> _CONSIGNE_
Recopiez intégralement l'extrait sur la géographie et l'écriture, sans rien y changer.

> _EXTRAIT PRÉSENTÉ_
┄┄┄┄┄┄

12Par ailleurs, je crois que la géographie est une discipline éminemment littéraire parce que c’est une discipline de l’observation, qui permet de porter le regard sur toutes les facettes de la réalité, comme dans l’école cubiste. Lorsque le géographe, ou l’alpiniste, voit une montagne, il imagine l’ubac, l’adret. S’il se trouve devant l’adret, il imagine l’ubac, s’il se trouve en face Nord, il imagine l’adret. Il a une conception qui lui permet de projeter son œil vers le haut, comme le font les géomètres quand ils s’arrachent l’œil mentalement et voient toutes les choses en trois dimensions, avec le regard de l’oiseau. C’est un instrument formidable pour l’écrivain puisque c’est une moisson extraordinaire d’informations, qui permet ensuite d’écrire. Je ne suis absolument pas un écrivain de l’imagination, je ne sais pas écrire si mon récit ne s’appuie pas sur une expérience vécue. J’ai beaucoup d’admiration pour les écrivains de l’imagination, le dieu d’entre eux étant Marcel Proust, pour l’écrivain qui fait son œuvre, qui convoque son univers, qui invente sa géographie, son monde, mais en restant dans son lit et dans sa chambre en liège. Moi, j’ai besoin d’aller voir avant d’écrire, et je crois que la géographie peut être un très bon instrument de littérature.

13En lisant Dans les forêts de Sibérie, on sent une fascination pour la Russie, pour ce territoire, ces populations. D’où vous vient-elle ?

┄┄┄┄┄┄

> _LIGNES DE DONNÉES_
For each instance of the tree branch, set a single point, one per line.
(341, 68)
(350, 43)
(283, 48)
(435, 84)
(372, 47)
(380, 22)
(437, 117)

┄┄┄┄┄┄

> _CORRIGÉ_
12Par ailleurs, je crois que la géographie est une discipline éminemment littéraire parce que c’est une discipline de l’observation, qui permet de porter le regard sur toutes les facettes de la réalité, comme dans l’école cubiste. Lorsque le géographe, ou l’alpiniste, voit une montagne, il imagine l’ubac, l’adret. S’il se trouve devant l’adret, il imagine l’ubac, s’il se trouve en face Nord, il imagine l’adret. Il a une conception qui lui permet de projeter son œil vers le haut, comme le font les géomètres quand ils s’arrachent l’œil mentalement et voient toutes les choses en trois dimensions, avec le regard de l’oiseau. C’est un instrument formidable pour l’écrivain puisque c’est une moisson extraordinaire d’informations, qui permet ensuite d’écrire. Je ne suis absolument pas un écrivain de l’imagination, je ne sais pas écrire si mon récit ne s’appuie pas sur une expérience vécue. J’ai beaucoup d’admiration pour les écrivains de l’imagination, le dieu d’entre eux étant Marcel Proust, pour l’écrivain qui fait son œuvre, qui convoque son univers, qui invente sa géographie, son monde, mais en restant dans son lit et dans sa chambre en liège. Moi, j’ai besoin d’aller voir avant d’écrire, et je crois que la géographie peut être un très bon instrument de littérature.

13En lisant Dans les forêts de Sibérie, on sent une fascination pour la Russie, pour ce territoire, ces populations. D’où vous vient-elle ?